■ Textauszug
□ □ □ □ □ □ □
Erwin Müller, der dritte Angreifer von Schlecker, ist mit seinem Landsmann seelenverwandt. Was Verschwiegenheit angeht, kann der gelernte Friseur mit dem gelernten Metzger mühelos konkurrieren. Interviews sind rar, Fotos, wie sie die WirtschaftsWoche druckt, waren bisher tabu.

Allerdings passt Müller nicht 100-prozentig in die Branche, denn er betreibt eher Kleinkaufhäuser als Drogeriemärkte. Sein Sortiment umfasst rund 145.000 Artikel, darunter nicht nur Klopapier und Deoroller, sondern auch CDs und Holzspielzeug. Bei Schlecker gibt es im Schnitt nur 4500 Artikel.

Auch sonst sind Müllers Märkte Gegenentwürfe zu Schleckers Buden. Der Schwabe, der in Jugendjahren Architekt werden wollte, lässt seine bis zu 4000 Quadratmeter großen Filialen beispielsweise mit 1000 Lux illuminieren, um Kunden anzulocken. Die Idee, die Beleuchtung aufzudrehen, hat er sich von einem mallorquinischen Fleischverkäufer abgeschaut. Auf dem Mittelmeer-Eiland, seiner zweiten Heimat, nennt er neben einem Golfplatz und einer Finca auch neun Läden sein Eigen. Insgesamt ziert das Kleeblatt-Logo seiner Kette sogar knapp 600 Filialen in Europa.
□ □ □ □ □ □ □
■ Datensatz

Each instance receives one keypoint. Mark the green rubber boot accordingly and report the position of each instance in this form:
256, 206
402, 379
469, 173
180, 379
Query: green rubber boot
□ □ □ □ □ □ □
■ Aufgabenstellung
Wie viele Artikel umfasst laut dem Textauszug über Erwin Müller das Sortiment seiner Märkte?

■ Antwort
Rund 145.000 Artikel.